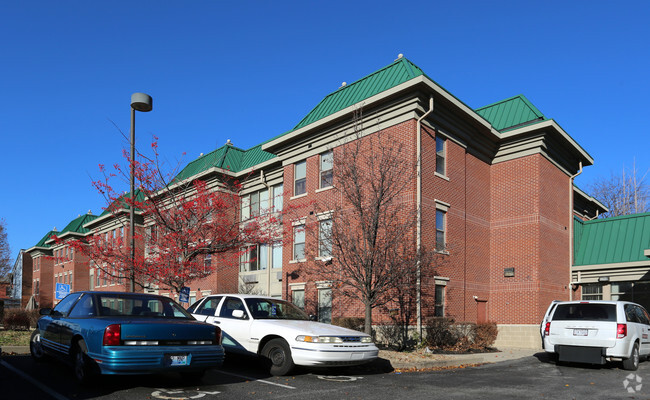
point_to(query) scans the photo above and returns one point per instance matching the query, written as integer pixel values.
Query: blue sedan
(126, 333)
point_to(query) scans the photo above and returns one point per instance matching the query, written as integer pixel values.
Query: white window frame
(441, 155)
(442, 209)
(323, 157)
(301, 179)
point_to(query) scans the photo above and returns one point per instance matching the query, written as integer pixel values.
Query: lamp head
(141, 102)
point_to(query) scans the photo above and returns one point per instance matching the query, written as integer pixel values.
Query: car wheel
(82, 363)
(36, 346)
(279, 355)
(632, 363)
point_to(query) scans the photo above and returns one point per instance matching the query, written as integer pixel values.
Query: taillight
_ _ _ _
*Exercice court*
Mettez toutes les lignes du listing ci-dessus sous forme de liste numérotée, sans les lignes vides. Laissez les images de côté dans votre réponse.

*Réponse correspondante*
1. point_to(query) scans the photo above and returns one point per instance matching the query, written as integer pixel values.
2. Query: blue sedan
3. (126, 333)
4. point_to(query) scans the photo above and returns one point per instance matching the query, written as integer pixel values.
5. Query: white window frame
6. (441, 155)
7. (442, 209)
8. (323, 157)
9. (301, 179)
10. point_to(query) scans the photo above and returns one point per instance matching the query, written as integer pixel values.
11. Query: lamp head
12. (141, 102)
13. point_to(query) scans the photo above and returns one point per instance matching the query, written as integer pixel values.
14. Query: car wheel
15. (82, 363)
16. (36, 346)
17. (279, 355)
18. (632, 363)
19. point_to(query) scans the photo above and returns one point per instance matching the query, written as integer pixel values.
20. Query: taillight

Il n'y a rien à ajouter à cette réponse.